Created 09-22-2018 01:11 AM
here is my sqoop command .
sqoop job -Dmapreduce.job.user.classpath.first=true --create incjob2 -- import --connect "jdbc:oracle:thin:@(description=(address=(protocol=tcp)(host=patronQA)(port=1526))(connect_data=(service_name=patron)))" --username PATRON --incremental append --check-column INSERT_TIME --table PATRON.UFM -split-by UFM.UFMID --hcatalog-storage-stanza "stored as orcfile" --compression-codec snappy --target-dir /user/sami
here is my create external table command
CREATE EXTERNAL TABLE IF NOT EXISTS ufm_orc ( .. .. ) STORED AS ORC location '/user/sami'
here is the error , as you can see both table input and output format is ORC
SerDe Library: org.apache.hadoop.hive.ql.io.orc.OrcSerde InputFormat: org.apache.hadoop.hive.ql.io.orc.OrcInputFormat OutputFormat: org.apache.hadoop.hive.ql.io.orc.OrcOutputFormat Compressed: No Num Buckets: -1 Bucket Columns: [] Sort Columns: [] Storage Desc Params: serialization.format 1 Time taken: 0.495 seconds, Fetched: 217 row(s) > select ufmid,insert_time from ufm_orc limit 10; OK Failed with exception java.io.IOException:org.apache.hadoop.hive.ql.io.FileFormatException: Malformed ORC file hdfs://hadoop1.tolls.dot.state.fl.us:8020/user/sami/part-m-00000.snappy. Invalid postscript. Time taken: 0.328 seconds
Created 09-22-2018 05:28 AM
The sqoop output is generating a orc snappy file and the hive table you have created is a orc table without any compression.

:: Written instruction 1 ::
From the Sqoop and Hive ORC thread, list every full Java class name in the org.apache.hadoop.hive.ql.io.orc package.
:: Written instruction 2 ::
Carry on the Sqoop and Hive ORC thread from its final sentence.
The lines after this thread have nothing to do with it.

:: Record excerpts ::
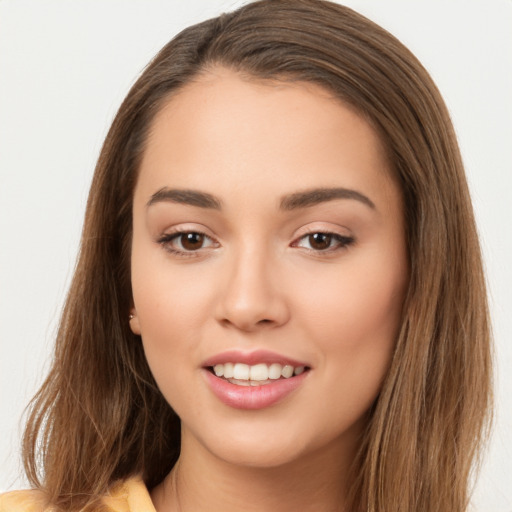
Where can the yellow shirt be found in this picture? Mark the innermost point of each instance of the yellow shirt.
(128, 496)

...

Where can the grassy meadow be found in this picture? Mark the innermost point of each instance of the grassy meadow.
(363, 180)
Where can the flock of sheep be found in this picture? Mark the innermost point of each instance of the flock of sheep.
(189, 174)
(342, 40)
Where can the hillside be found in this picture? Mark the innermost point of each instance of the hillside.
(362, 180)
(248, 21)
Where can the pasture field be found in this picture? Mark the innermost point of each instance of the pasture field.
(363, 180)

:: Output 1 ::
- org.apache.hadoop.hive.ql.io.orc.OrcSerde
- org.apache.hadoop.hive.ql.io.orc.OrcInputFormat
- org.apache.hadoop.hive.ql.io.orc.OrcOutputFormat

:: Output 2 ::
Do create a table with compression type snappy.
CREATE TABLE mytable (...) STORED AS orc tblproperties ("orc.compress"="SNAPPY");
Created 09-22-2018 05:28 AM
The sqoop output is generating a orc snappy file and the hive table you have created is a orc table without any compression.
Do create a table with compression type snappy.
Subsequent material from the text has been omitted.